• [Given text]

*** Begin section ***

The CIA refused to answer the
questions.
By January 2014,
before Feinstein gave her speech,
the controversy had reached a fever
pitch. Reports that the CIA had been
snooping on the Senate committee and
had gained unauthorized access to
its computers began to circulate in
the Beltway media. Through its
surrogates, the CIA struck back.
Unidentified agency sources asserted
that Senate staffers had “hacked
into” CIA computers to gain access
to the Panetta report and other
documents. The staffers had then
illegally transported classified
information to their Capitol Hill
offices, removing it from the secure
site furnished by the agency.
In addition, the
Justice Department had become
involved. The CIA inspector general,
David Buckley, had reviewed the CIA
searches conducted on Senate
computers and had found enough
evidence of wrongdoing to warrant
passing the file to the Justice
Department for possible prosecution.

*** End section ***

• [Information supplied]
*** Begin section ***

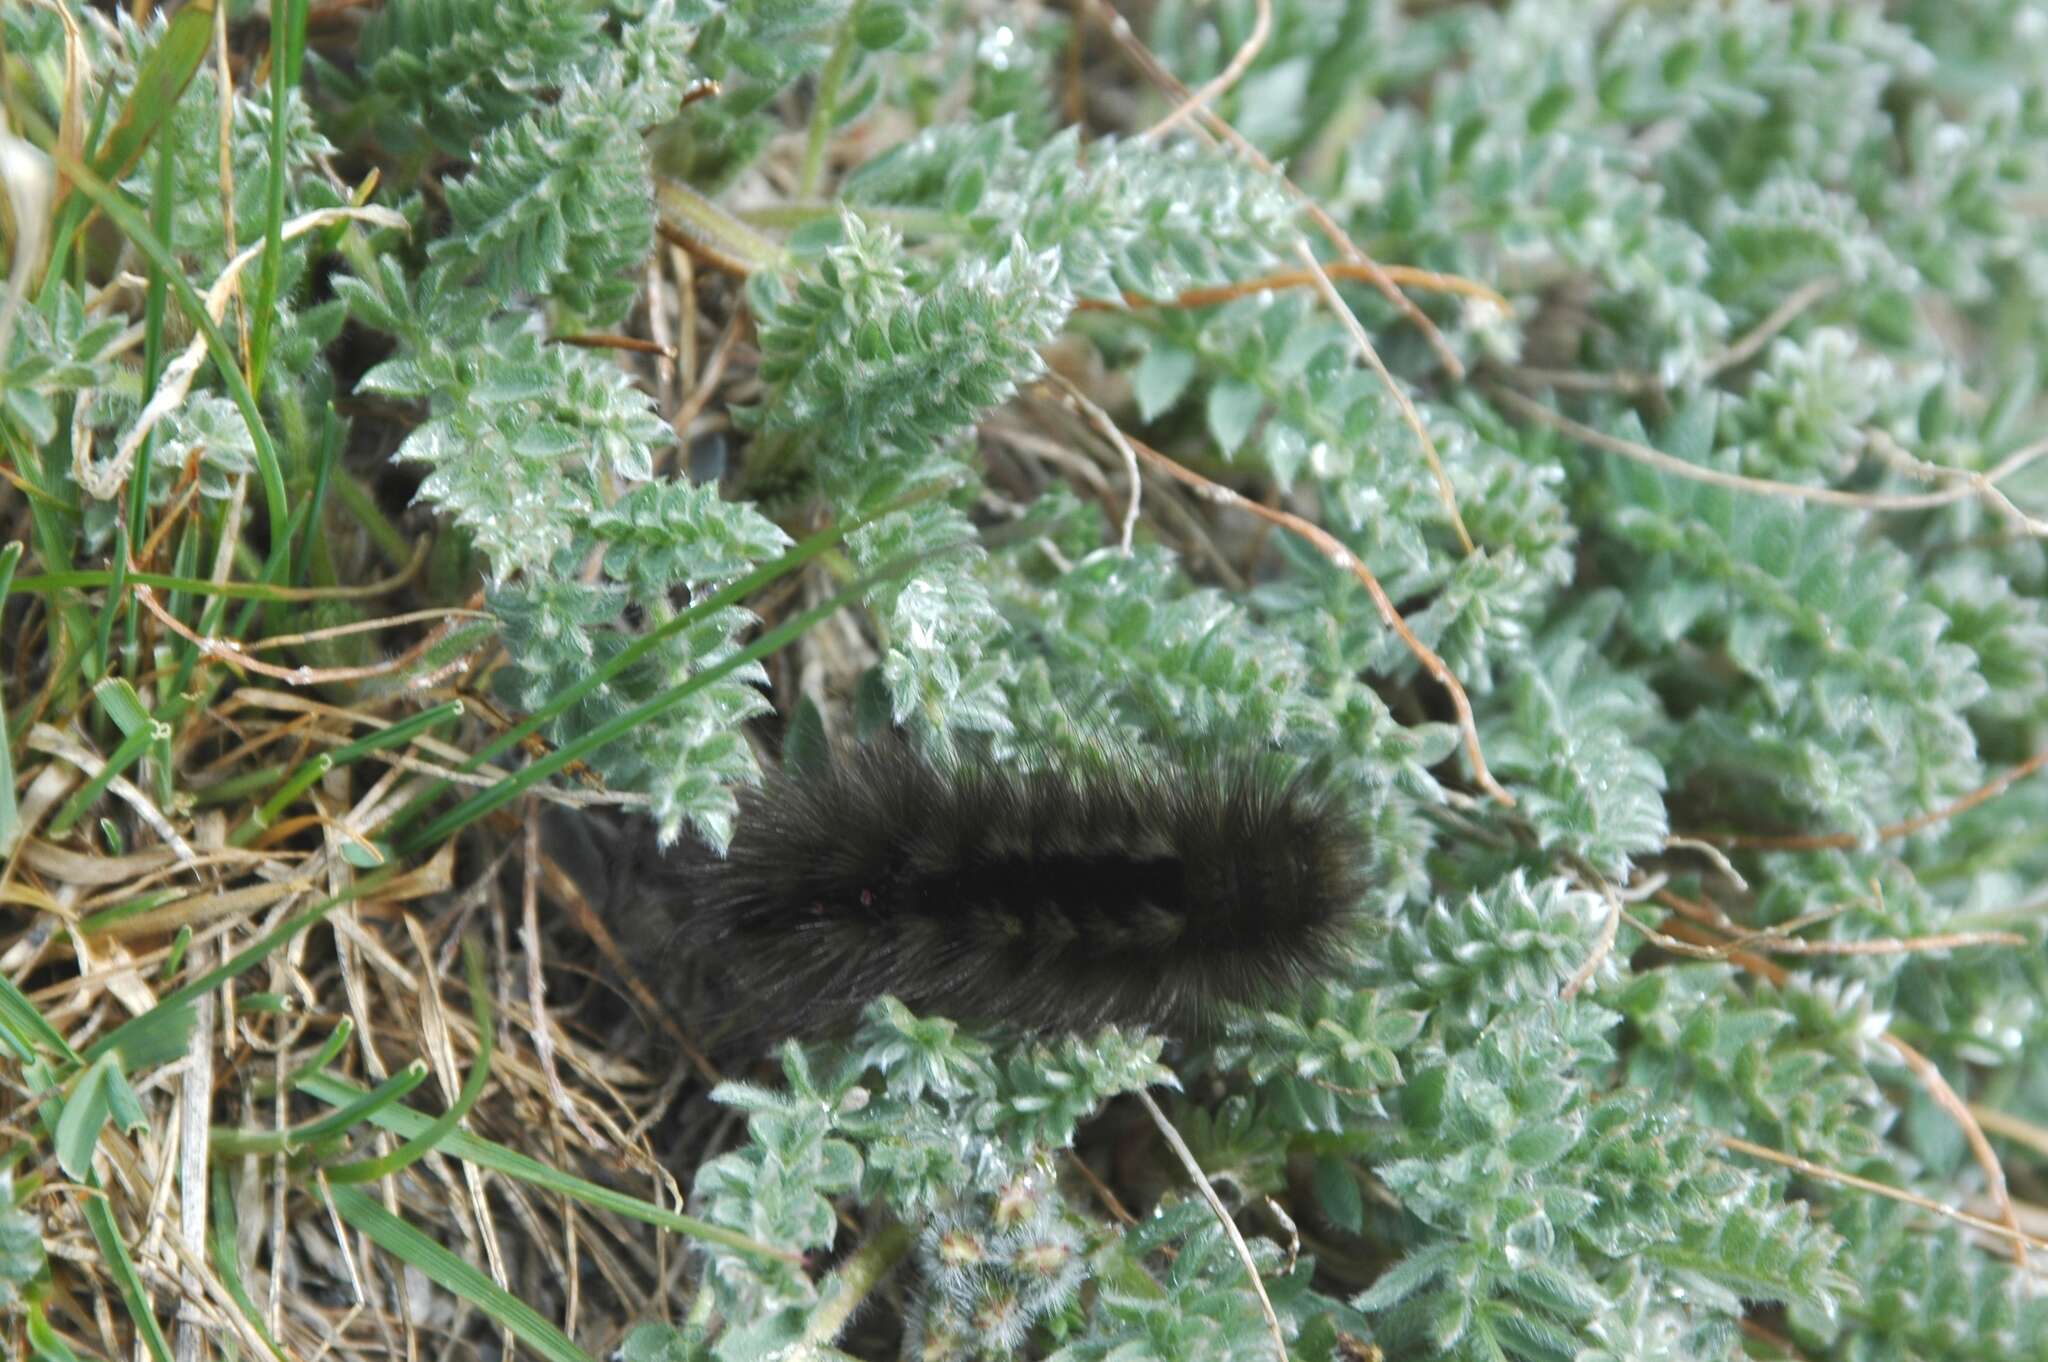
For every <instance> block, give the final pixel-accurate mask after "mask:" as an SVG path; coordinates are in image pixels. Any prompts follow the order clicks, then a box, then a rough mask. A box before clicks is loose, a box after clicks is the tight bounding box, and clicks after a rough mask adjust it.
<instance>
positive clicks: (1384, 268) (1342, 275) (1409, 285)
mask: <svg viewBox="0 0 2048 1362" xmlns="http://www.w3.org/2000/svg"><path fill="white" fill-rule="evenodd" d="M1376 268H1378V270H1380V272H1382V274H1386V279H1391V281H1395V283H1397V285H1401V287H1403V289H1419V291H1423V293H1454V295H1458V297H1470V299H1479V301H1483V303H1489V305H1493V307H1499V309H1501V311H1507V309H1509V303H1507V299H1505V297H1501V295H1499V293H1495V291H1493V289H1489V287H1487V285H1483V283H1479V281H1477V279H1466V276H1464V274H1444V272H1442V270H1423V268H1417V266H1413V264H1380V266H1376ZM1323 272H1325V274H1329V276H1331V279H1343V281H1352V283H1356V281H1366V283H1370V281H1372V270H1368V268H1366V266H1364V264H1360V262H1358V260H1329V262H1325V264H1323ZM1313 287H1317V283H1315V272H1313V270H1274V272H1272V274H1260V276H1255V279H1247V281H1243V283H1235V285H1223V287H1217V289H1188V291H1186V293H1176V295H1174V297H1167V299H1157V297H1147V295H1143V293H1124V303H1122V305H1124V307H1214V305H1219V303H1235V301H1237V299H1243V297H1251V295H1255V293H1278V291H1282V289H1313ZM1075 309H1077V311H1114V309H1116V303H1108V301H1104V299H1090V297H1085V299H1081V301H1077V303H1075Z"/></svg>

*** End section ***

• [Exercise details]
Rewrite the passage on the CIA's dispute with the Senate committee, beginning at the words "In addition, the" and stopping after "for possible prosecution.", with "internal watchdog" in place of "inspector general".

• [Reply]
In addition, the
Justice Department had become
involved. The CIA internal watchdog,
David Buckley, had reviewed the CIA
searches conducted on Senate
computers and had found enough
evidence of wrongdoing to warrant
passing the file to the Justice
Department for possible prosecution.